● **Ausgewählter Textauszug**
--------------------------------------------------
Die Antifa kommt in der Mitte der SPD an

Die SPD erkennt Rechtsextremismus als gesellschaftliches Problem an. In einem Leitfaden gibt sie 24 praktische Tipps im Umgang mit Neonazis. Exministerpräsident Reinhard Höppner: Schluss mit Kürzungen bei Jugend- und Sozialarbeit

BERLIN taz ■ Die Sozialdemokratie sucht Wege aus dem rechten Sumpf. Führende Politiker, darunter Bundestagspräsident Wolfgang Thierse, diskutierten gestern in Leipzig beim Ostforum der SPD Strategien im Umgang mit Rechtsextremen. Thierse stellte die Broschüre „Für eine starke Demokratie – wirksam handeln gegen rechts“ vor, in dem die SPD einen Leitfaden mit 24 Tipps im Umgang mit Neonazis auflistet. In Sachsen kulminierten bei den Landtagswahlen im vergangenen Jahr Niedergang der Sozialdemokraten und Aufstieg der rechtsextremen NPD.
--------------------------------------------------
● **Ihre Aufgaben**
• A. Beantworten Sie anhand des Artikels über die SPD und den Rechtsextremismus diese Fragen:
(i) Welches frühere Amt wird Reinhard Höppner zugeschrieben?
(ii) In welcher Stadt fand das Ostforum der SPD statt?
(iii) Welche Partei erlebte bei den Landtagswahlen in Sachsen einen Aufstieg?
• B. Kopieren Sie aus dem Artikel über die SPD und den Rechtsextremismus den Abschnitt, der bei den Worten „BERLIN taz ■“ beginnt, und hören Sie nach „der rechtsextremen NPD.“ auf.
Die anschließenden Daten stammen aus einer anderen Quelle.

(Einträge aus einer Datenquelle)
--------------------------------------------------
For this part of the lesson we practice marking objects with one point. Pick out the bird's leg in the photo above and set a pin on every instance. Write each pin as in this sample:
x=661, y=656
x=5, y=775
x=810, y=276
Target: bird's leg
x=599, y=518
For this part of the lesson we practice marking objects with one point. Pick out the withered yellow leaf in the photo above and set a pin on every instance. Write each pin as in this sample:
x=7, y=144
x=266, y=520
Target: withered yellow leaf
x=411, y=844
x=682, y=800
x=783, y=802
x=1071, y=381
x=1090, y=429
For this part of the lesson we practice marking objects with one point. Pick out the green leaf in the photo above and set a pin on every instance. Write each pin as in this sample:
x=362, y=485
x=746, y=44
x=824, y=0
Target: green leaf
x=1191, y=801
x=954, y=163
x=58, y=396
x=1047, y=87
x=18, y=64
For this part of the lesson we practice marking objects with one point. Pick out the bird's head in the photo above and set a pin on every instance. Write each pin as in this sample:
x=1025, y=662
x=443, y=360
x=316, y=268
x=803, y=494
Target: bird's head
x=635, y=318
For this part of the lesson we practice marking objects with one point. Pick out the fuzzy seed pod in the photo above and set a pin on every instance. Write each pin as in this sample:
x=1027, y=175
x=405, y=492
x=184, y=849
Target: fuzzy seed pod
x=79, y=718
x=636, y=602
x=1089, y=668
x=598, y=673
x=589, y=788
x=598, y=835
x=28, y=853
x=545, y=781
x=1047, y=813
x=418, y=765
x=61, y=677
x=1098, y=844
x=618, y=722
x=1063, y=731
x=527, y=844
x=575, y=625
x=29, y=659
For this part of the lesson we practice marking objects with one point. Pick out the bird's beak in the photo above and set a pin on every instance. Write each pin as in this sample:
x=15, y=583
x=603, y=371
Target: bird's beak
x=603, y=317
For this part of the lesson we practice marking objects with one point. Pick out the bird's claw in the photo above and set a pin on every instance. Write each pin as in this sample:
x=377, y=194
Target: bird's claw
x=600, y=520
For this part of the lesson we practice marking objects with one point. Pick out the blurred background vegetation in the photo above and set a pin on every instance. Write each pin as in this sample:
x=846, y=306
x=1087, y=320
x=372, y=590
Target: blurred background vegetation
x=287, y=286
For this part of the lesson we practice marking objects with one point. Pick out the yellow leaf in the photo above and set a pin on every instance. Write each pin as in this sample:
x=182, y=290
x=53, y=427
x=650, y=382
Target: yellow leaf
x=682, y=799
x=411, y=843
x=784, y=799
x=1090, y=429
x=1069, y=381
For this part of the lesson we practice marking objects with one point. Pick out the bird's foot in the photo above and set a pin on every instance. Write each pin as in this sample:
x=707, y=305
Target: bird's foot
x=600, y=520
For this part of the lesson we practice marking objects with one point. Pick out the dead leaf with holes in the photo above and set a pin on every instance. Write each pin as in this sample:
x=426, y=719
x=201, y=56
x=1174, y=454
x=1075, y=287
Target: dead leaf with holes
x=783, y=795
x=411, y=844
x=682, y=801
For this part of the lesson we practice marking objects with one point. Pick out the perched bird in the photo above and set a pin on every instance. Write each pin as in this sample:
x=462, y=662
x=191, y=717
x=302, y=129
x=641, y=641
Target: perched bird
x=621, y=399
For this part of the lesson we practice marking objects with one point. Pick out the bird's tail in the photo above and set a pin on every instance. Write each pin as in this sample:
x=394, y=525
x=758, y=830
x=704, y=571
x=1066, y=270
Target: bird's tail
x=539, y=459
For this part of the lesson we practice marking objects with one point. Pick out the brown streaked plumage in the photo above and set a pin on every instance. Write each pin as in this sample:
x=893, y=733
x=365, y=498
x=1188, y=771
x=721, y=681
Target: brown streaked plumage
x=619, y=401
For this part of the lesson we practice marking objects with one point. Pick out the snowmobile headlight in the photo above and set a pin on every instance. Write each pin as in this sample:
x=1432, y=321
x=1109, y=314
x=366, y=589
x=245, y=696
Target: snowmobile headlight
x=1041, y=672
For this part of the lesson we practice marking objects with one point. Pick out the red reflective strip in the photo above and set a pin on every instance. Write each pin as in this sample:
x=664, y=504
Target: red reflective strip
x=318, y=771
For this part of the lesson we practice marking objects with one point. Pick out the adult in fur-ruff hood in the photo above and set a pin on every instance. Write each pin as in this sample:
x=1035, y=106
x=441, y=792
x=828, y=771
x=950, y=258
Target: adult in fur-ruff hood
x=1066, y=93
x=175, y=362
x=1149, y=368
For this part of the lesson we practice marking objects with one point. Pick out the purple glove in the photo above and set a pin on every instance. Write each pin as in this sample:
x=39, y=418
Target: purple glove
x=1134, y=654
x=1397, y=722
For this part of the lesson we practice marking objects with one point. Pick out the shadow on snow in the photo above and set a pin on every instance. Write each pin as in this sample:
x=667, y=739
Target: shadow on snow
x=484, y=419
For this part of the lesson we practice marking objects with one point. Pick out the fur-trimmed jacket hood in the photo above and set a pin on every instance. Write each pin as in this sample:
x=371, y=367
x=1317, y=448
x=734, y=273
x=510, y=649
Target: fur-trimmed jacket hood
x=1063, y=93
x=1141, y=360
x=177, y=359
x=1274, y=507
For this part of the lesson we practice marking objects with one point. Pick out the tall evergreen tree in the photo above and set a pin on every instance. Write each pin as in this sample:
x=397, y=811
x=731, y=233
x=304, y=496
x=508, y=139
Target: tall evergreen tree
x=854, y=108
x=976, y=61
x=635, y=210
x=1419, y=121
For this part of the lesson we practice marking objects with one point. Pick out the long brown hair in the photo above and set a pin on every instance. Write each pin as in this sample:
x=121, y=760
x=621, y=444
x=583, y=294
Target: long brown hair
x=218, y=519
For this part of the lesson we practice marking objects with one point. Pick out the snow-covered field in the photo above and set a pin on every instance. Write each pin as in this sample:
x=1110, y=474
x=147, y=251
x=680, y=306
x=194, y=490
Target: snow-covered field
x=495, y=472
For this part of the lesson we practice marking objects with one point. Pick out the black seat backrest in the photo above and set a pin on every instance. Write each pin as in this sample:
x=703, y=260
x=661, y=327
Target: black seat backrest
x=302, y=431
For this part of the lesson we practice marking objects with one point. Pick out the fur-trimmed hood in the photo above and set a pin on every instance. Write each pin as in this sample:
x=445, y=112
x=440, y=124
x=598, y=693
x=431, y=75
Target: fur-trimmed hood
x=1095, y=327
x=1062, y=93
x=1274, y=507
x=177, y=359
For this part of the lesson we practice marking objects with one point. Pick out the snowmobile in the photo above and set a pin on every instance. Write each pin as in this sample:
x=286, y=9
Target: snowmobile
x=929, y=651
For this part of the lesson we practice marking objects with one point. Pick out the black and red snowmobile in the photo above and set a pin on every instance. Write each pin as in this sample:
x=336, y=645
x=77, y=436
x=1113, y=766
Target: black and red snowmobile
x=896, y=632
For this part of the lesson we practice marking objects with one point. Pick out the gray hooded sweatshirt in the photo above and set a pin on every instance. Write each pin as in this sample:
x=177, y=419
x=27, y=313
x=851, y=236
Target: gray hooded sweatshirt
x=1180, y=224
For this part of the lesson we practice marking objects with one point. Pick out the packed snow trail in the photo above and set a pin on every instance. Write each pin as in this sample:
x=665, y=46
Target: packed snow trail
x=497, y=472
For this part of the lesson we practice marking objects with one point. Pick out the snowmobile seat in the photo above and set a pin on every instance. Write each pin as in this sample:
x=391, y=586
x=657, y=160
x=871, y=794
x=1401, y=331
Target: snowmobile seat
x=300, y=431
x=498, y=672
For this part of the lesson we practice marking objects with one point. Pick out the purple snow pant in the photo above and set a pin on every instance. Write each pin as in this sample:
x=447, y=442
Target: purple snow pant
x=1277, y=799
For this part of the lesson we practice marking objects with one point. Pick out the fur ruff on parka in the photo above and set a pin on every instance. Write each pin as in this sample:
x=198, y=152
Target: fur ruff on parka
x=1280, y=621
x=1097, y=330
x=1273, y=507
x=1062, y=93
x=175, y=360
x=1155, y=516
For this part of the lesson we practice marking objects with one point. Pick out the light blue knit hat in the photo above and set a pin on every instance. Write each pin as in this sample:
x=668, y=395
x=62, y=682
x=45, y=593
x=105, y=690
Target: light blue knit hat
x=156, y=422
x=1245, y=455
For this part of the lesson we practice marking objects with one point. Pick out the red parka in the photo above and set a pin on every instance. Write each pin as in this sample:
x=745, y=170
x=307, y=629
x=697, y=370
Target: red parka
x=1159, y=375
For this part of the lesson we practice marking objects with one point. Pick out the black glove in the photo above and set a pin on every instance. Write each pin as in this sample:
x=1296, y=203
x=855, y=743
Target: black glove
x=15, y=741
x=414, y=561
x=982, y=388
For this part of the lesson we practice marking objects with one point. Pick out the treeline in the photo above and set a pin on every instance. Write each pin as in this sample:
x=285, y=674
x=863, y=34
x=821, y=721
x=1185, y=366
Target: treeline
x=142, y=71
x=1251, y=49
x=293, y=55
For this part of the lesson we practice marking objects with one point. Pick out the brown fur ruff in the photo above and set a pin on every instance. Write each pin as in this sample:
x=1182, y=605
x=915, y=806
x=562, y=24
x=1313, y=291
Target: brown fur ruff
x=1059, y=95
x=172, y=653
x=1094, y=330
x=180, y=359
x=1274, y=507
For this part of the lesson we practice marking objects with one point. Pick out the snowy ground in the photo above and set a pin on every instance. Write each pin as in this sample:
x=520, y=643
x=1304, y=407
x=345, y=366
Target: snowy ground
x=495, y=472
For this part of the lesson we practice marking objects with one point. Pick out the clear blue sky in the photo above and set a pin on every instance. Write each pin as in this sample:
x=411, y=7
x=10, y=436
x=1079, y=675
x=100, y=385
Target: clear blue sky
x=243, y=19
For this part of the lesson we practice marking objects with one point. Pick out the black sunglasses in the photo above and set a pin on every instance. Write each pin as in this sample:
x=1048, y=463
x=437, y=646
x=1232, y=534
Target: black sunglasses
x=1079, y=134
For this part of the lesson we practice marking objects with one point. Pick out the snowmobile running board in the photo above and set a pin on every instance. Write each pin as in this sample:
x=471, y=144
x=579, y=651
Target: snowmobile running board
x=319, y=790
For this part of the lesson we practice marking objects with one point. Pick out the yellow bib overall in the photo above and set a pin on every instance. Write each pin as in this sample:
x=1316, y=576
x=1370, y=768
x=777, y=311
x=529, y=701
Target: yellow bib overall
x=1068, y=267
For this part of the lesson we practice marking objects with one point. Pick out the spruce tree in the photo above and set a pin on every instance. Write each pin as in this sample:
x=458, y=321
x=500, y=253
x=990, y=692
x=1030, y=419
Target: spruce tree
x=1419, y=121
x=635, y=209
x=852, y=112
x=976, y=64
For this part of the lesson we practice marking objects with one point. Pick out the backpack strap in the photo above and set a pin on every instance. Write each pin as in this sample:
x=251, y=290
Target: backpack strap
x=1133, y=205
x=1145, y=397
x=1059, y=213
--------------------------------------------------
● **Die Lösungen**
• A.
(i) Er war Ministerpräsident (Exministerpräsident).
(ii) In Leipzig.
(iii) Die rechtsextreme NPD.

• B.
BERLIN taz ■ Die Sozialdemokratie sucht Wege aus dem rechten Sumpf. Führende Politiker, darunter Bundestagspräsident Wolfgang Thierse, diskutierten gestern in Leipzig beim Ostforum der SPD Strategien im Umgang mit Rechtsextremen. Thierse stellte die Broschüre „Für eine starke Demokratie – wirksam handeln gegen rechts“ vor, in dem die SPD einen Leitfaden mit 24 Tipps im Umgang mit Neonazis auflistet. In Sachsen kulminierten bei den Landtagswahlen im vergangenen Jahr Niedergang der Sozialdemokraten und Aufstieg der rechtsextremen NPD.